Written problem
Reproduce each of the records below line for line, leaving out the pictures.

===== Data shown

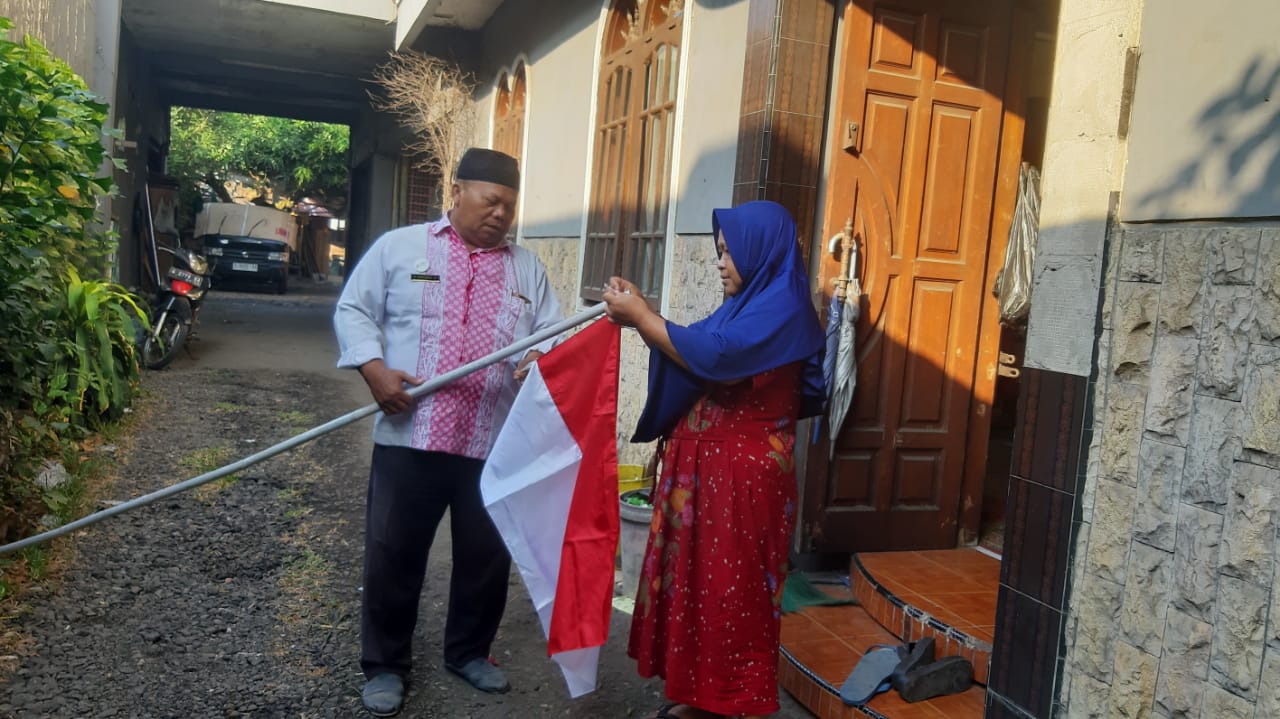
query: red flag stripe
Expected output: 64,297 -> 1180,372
538,320 -> 622,655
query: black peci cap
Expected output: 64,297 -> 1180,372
453,147 -> 520,192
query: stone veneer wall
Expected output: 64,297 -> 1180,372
0,0 -> 96,79
520,237 -> 581,317
1060,224 -> 1280,719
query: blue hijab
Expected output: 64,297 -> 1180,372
631,201 -> 826,441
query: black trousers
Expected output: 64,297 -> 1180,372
360,445 -> 511,678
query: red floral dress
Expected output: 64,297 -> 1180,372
627,363 -> 800,715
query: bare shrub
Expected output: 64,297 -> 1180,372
372,51 -> 477,183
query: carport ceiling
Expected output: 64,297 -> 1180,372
123,0 -> 396,123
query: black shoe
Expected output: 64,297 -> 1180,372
888,637 -> 934,692
444,656 -> 511,693
360,674 -> 404,716
893,656 -> 973,702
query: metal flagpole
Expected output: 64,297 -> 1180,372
0,302 -> 605,555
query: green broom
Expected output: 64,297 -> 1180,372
782,572 -> 858,614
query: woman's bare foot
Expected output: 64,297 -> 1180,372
654,704 -> 727,719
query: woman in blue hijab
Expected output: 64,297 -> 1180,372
604,197 -> 826,719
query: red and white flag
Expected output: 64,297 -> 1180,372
480,320 -> 621,697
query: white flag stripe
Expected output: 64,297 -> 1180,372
480,363 -> 600,697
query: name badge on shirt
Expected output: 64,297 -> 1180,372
408,260 -> 440,283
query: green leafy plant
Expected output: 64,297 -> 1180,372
0,18 -> 146,547
50,269 -> 147,418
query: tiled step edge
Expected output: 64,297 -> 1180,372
778,646 -> 890,719
851,554 -> 991,686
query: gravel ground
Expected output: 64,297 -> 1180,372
0,283 -> 809,719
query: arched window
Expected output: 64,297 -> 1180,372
581,0 -> 684,304
493,63 -> 526,160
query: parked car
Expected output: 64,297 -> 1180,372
204,234 -> 289,294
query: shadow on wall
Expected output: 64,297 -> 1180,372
1140,58 -> 1280,216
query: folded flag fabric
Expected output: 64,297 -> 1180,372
480,320 -> 621,697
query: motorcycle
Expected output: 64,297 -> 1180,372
142,247 -> 210,370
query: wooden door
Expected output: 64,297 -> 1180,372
805,0 -> 1020,551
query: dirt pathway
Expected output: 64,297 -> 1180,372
0,277 -> 808,719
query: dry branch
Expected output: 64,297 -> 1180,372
374,52 -> 476,182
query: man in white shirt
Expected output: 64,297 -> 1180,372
334,148 -> 563,716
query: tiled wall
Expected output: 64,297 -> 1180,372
987,368 -> 1089,719
1059,223 -> 1280,719
733,0 -> 836,253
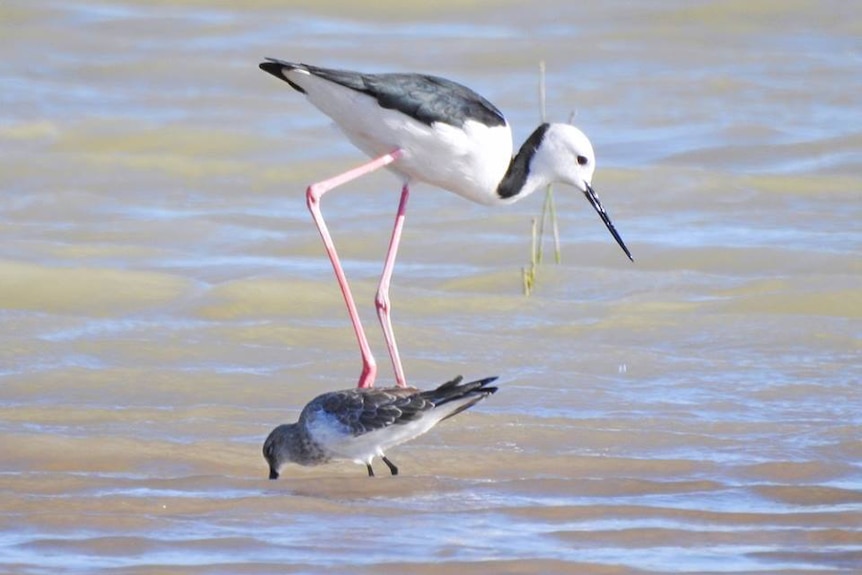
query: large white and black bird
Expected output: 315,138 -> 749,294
260,58 -> 632,387
263,376 -> 497,479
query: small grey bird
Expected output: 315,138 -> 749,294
263,376 -> 497,479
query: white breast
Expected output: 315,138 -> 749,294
287,70 -> 512,205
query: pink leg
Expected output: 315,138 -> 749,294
305,149 -> 402,387
374,184 -> 410,387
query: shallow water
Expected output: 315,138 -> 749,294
0,0 -> 862,574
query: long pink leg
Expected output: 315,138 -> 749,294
374,183 -> 410,387
305,149 -> 403,387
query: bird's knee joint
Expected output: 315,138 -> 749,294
305,184 -> 322,208
374,293 -> 391,313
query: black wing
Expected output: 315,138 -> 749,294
303,387 -> 434,435
260,58 -> 506,127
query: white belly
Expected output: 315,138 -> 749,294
288,71 -> 512,205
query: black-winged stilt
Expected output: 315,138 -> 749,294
263,376 -> 497,479
260,58 -> 632,387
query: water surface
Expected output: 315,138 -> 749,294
0,0 -> 862,574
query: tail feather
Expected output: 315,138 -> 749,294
258,58 -> 305,94
422,375 -> 497,419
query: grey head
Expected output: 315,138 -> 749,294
263,423 -> 329,479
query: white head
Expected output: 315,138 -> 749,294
529,124 -> 632,259
530,124 -> 596,192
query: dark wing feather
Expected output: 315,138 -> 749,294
260,58 -> 506,127
303,388 -> 434,435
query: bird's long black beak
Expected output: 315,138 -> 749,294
584,182 -> 635,261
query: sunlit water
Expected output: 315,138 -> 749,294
0,0 -> 862,574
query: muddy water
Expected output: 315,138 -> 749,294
0,0 -> 862,574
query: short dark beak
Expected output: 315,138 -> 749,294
584,182 -> 635,261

==========

Exercise response
query: red flag stripe
Expected output: 64,297 -> 1180,372
538,320 -> 622,655
query: black peci cap
Expected output: 64,297 -> 1180,372
453,147 -> 520,192
query: stone veneer wall
Expected output: 64,297 -> 1180,372
0,0 -> 96,79
520,237 -> 581,317
1060,224 -> 1280,719
query: blue hijab
Expected output: 64,297 -> 1180,372
631,201 -> 826,441
query: black trousers
Expected output: 64,297 -> 1180,372
360,445 -> 511,678
query: red floral dress
Expected output: 64,297 -> 1180,372
627,363 -> 800,715
query: bare shrub
Expected output: 64,297 -> 1180,372
372,51 -> 477,183
query: carport ceiling
Expected output: 64,297 -> 1180,372
123,0 -> 396,123
query: black shoe
Expected output: 64,297 -> 1180,372
888,637 -> 934,692
444,656 -> 511,693
360,674 -> 404,716
893,656 -> 973,702
query: metal flagpole
Expected output: 64,297 -> 1180,372
0,302 -> 605,555
query: green broom
Expected output: 64,297 -> 1180,372
782,572 -> 858,614
query: woman's bare foot
Expected output: 64,297 -> 1180,372
654,704 -> 727,719
query: woman in blue hijab
Expected output: 64,297 -> 1180,372
604,197 -> 826,719
query: red and white flag
Expected output: 64,297 -> 1180,372
480,320 -> 621,697
query: white flag stripe
Expected output: 64,297 -> 1180,372
480,363 -> 600,697
query: name badge on shirt
Expected output: 64,297 -> 1180,372
408,260 -> 440,283
query: green leafy plant
Expected output: 64,297 -> 1180,372
0,18 -> 146,547
50,269 -> 147,418
query: tiled step edge
Expected output: 64,297 -> 1180,372
778,646 -> 890,719
851,554 -> 991,686
query: gravel ground
Expected output: 64,297 -> 1180,372
0,283 -> 809,719
query: arched window
Expected output: 64,297 -> 1180,372
581,0 -> 684,304
493,63 -> 526,160
query: parked car
Expected output: 64,297 -> 1180,372
204,234 -> 289,294
query: shadow on wall
Expected output: 64,297 -> 1180,372
1140,58 -> 1280,216
query: folded flag fabric
Expected output: 64,297 -> 1180,372
480,320 -> 621,697
query: motorcycle
Expected output: 64,297 -> 1180,372
142,247 -> 210,370
query: wooden door
Expected output: 64,297 -> 1180,372
805,0 -> 1020,551
query: dirt pathway
Expected output: 64,297 -> 1180,372
0,277 -> 808,719
query: dry branch
Expected output: 64,297 -> 1180,372
374,52 -> 476,182
query: man in white shirt
Expected output: 64,297 -> 1180,372
334,148 -> 563,716
query: tiled wall
Expected output: 64,297 -> 1180,372
987,368 -> 1089,719
1059,223 -> 1280,719
733,0 -> 836,253
query: large white and black bird
Expected output: 315,138 -> 749,294
260,58 -> 632,387
263,376 -> 497,479
query: small grey bird
Expected output: 315,138 -> 749,294
263,376 -> 497,479
query: white breast
Expected output: 315,138 -> 749,294
287,70 -> 512,205
query: pink leg
Expected output: 315,138 -> 749,294
305,149 -> 402,387
374,184 -> 410,387
query: shallow water
Expected output: 315,138 -> 749,294
0,0 -> 862,574
query: long pink leg
Expected output: 315,138 -> 749,294
374,183 -> 410,387
305,149 -> 403,387
query: bird's knee joint
Expected output: 315,138 -> 749,294
305,184 -> 322,208
374,293 -> 391,313
query: black wing
Expected output: 315,138 -> 749,294
303,387 -> 434,435
260,58 -> 506,127
query: white belly
Expected output: 315,138 -> 749,294
288,71 -> 512,205
query: black-winged stilt
Expected output: 315,138 -> 749,294
263,376 -> 497,479
260,58 -> 632,387
query: water surface
Expected output: 315,138 -> 749,294
0,0 -> 862,574
query: tail feather
Expected output: 315,138 -> 749,294
258,58 -> 305,94
422,375 -> 497,419
query: grey head
Expected output: 315,138 -> 749,294
263,423 -> 329,479
query: white head
Expected output: 315,138 -> 749,294
529,124 -> 632,259
530,124 -> 596,192
query: dark wing feather
Expected output: 315,138 -> 749,294
260,58 -> 506,127
303,388 -> 434,435
query: bird's long black beak
Expected output: 315,138 -> 749,294
584,182 -> 635,261
query: sunlit water
Expected output: 315,138 -> 749,294
0,0 -> 862,574
query: muddy water
Expected output: 315,138 -> 749,294
0,0 -> 862,574
query: short dark beak
Expected output: 315,138 -> 749,294
584,182 -> 635,261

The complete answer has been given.